[Free-text object descriptions]
|---|

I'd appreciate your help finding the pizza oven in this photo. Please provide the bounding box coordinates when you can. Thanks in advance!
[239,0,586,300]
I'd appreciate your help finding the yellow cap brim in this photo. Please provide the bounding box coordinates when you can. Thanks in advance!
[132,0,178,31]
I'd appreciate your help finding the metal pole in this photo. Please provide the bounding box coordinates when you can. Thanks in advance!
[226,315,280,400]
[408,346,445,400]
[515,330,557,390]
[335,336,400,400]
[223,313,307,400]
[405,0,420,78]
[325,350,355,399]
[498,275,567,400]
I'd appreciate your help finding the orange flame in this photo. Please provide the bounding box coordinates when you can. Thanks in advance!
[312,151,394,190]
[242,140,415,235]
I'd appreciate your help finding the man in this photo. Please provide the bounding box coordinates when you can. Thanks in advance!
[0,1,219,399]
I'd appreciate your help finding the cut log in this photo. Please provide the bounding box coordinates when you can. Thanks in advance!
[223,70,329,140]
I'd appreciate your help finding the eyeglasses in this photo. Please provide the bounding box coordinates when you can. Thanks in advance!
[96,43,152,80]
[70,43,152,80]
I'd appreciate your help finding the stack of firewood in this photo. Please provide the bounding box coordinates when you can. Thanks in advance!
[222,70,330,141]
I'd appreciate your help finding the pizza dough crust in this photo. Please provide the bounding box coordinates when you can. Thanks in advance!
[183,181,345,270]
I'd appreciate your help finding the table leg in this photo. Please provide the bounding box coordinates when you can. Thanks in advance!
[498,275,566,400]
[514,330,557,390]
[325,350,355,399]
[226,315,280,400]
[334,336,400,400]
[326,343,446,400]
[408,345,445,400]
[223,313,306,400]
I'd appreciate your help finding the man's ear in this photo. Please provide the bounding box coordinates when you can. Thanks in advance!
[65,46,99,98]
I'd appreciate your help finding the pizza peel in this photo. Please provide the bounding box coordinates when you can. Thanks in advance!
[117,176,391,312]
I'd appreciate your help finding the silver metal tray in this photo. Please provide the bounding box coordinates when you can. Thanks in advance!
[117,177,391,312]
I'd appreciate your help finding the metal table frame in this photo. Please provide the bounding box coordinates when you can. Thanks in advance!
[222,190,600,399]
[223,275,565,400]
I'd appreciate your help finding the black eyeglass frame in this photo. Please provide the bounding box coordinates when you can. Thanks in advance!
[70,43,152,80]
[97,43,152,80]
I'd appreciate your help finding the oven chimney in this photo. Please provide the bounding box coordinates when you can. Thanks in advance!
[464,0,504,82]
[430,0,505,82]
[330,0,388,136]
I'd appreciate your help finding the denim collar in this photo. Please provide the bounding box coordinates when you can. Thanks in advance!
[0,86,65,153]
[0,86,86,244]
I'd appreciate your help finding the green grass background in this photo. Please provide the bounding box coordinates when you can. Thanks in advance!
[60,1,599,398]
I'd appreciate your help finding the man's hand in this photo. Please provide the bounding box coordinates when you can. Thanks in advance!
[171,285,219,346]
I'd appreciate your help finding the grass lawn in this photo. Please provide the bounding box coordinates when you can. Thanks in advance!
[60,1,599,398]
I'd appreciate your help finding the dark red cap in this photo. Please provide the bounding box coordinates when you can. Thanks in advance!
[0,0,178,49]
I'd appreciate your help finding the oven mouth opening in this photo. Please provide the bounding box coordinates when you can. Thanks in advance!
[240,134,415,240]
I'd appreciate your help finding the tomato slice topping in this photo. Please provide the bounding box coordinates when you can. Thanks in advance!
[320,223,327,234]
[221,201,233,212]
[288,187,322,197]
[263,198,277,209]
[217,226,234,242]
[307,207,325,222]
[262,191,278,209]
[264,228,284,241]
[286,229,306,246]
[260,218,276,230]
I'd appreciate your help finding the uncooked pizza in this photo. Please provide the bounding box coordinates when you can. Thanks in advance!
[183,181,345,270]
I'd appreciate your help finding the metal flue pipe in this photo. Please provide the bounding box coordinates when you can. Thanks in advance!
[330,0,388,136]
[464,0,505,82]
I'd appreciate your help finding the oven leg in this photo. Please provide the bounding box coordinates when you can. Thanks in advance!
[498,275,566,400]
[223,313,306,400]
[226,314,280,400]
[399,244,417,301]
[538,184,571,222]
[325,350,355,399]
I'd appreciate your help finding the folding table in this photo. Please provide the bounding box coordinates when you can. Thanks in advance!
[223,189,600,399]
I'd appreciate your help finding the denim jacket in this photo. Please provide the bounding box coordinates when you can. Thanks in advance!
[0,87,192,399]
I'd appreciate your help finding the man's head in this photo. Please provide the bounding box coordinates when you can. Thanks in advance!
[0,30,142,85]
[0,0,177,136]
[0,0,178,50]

|---|

TASK
Restate each entry exactly, skipping none.

ANSWER SECTION
I'd appreciate your help finding the pizza oven in this photo. Please provide the bounding box coordinates when you can. Thanks in advance!
[239,0,586,300]
I'd appreciate your help finding the yellow cap brim in this photo. Please provide the bounding box coordinates when you can. Thanks in advance!
[132,0,178,31]
I'd appreciate your help finding the metal pole in this photo. Please provide the bounding box coordinates when you can. Thanks in advance!
[226,315,280,400]
[408,346,445,400]
[515,330,557,390]
[335,336,400,400]
[223,313,307,400]
[405,0,420,78]
[325,350,355,399]
[498,275,567,400]
I'd appreciate your help finding the orange flame in this photo. Please provide the bounding box coordinates when you can. Thanks in advance!
[312,151,394,190]
[242,140,415,235]
I'd appreciate your help finding the man in this photo. Please provide the bounding box coordinates when you can. Thanks in advance!
[0,1,219,399]
I'd appreciate your help finding the cut log in this photo. Please provide the bounding box coordinates when you can. Thanks in advance!
[223,70,329,140]
I'd appreciate your help finding the eyeglasses in this photo. Please provide the bounding box coordinates when you can. Thanks in advance!
[96,43,152,80]
[70,43,152,80]
I'd appreciate your help finding the stack of firewood in this photo. Please provide the bounding box coordinates when you can. Thanks in advance!
[222,70,330,141]
I'd appreciate your help finding the pizza dough crust in this photo. Please provide the bounding box coordinates when you can. Thanks in advance!
[183,181,345,270]
I'd appreciate your help finding the table leg in this photo. Please provide the bounding box coordinates when you can. Thanks in advance!
[498,275,566,400]
[514,330,557,390]
[325,350,355,399]
[226,315,280,400]
[334,336,400,400]
[326,343,446,400]
[408,345,445,400]
[223,313,306,400]
I'd appreciate your help finding the man's ear in this photo. Please provide the bounding box coordinates when you can. Thanks in advance!
[65,46,99,98]
I'd appreciate your help finding the pizza peel in this photo. Please provide the bounding box coordinates when you can. Thanks in advance!
[117,176,391,312]
I'd appreciate your help finding the silver metal tray in this photo. Please provide the bounding box coordinates when you can. Thanks in advance!
[117,177,391,312]
I'd appreciate your help finding the metal table frame in this photo. Please provide the bounding box coordinates when you can. Thanks in advance!
[222,190,600,399]
[223,275,565,400]
I'd appreciate your help finding the black eyeglass frame in this photo. Please provide the bounding box coordinates when you can. Thanks in advance!
[70,43,152,80]
[97,43,152,80]
I'd appreciate your help finding the oven chimney in this photo. Please provide the bounding box coordinates when you can. Thanks in advance!
[464,0,504,82]
[430,0,505,82]
[330,0,388,136]
I'd appreciate your help finding the denim collar in this photo. Please provide the bounding box coordinates when you can. Thanks in advance!
[0,86,65,153]
[0,86,86,244]
I'd appreciate your help finding the green grass background in this photo. Please provide the bounding box coordinates when you can. Thanks in advance!
[60,1,599,398]
I'd appreciate your help finding the man's hand in this photo. Please provide the bounding box coordinates when you can. Thanks in advance!
[171,285,219,346]
I'd appreciate your help finding the grass lawn in this photo. Please provide the bounding box coordinates when you can. Thanks in advance!
[60,1,599,398]
I'd appreciate your help finding the dark red cap in this photo. Please provide the bounding box coordinates when you can. Thanks in advance!
[0,0,178,49]
I'd appreciate your help finding the oven mouth opening in this photo. Please provide the bounding box coordinates when you can. Thanks in advance!
[240,134,415,240]
I'd appreciate your help finding the tomato slice topping in this photo. Please provide the bounding box coordinates when you can. Thanks in advance!
[320,223,327,234]
[221,201,233,212]
[288,187,322,197]
[263,198,277,209]
[217,226,234,242]
[307,207,325,222]
[262,191,278,209]
[264,228,284,241]
[286,229,306,246]
[260,218,276,230]
I'd appreciate your help finding the uncooked pizza in this photo. Please provide the bounding box coordinates when you can. Thanks in advance!
[183,181,345,270]
I'd appreciate your help finding the metal flue pipe in this photo. Please provide the bounding box coordinates when you can. Thanks in advance!
[330,0,388,136]
[464,0,505,82]
I'd appreciate your help finding the oven leg in this photo. Please provide the bounding box coordinates when you can. Thanks in advance!
[498,275,566,400]
[223,313,306,400]
[226,314,280,400]
[399,244,417,301]
[538,184,571,222]
[325,350,355,399]
I'd appreciate your help finding the folding table in this photo. Please provide the bounding box coordinates when you can. Thanks in advance!
[223,189,600,399]
I'd appreciate your help finding the denim jacket in this photo. Please provide the bounding box coordinates when you can. Thanks in advance!
[0,87,192,399]
I'd appreciate your help finding the man's head in this photo. Please provide the bounding box coordinates when you can. Thanks in advance!
[0,30,142,85]
[0,0,177,136]
[0,0,178,50]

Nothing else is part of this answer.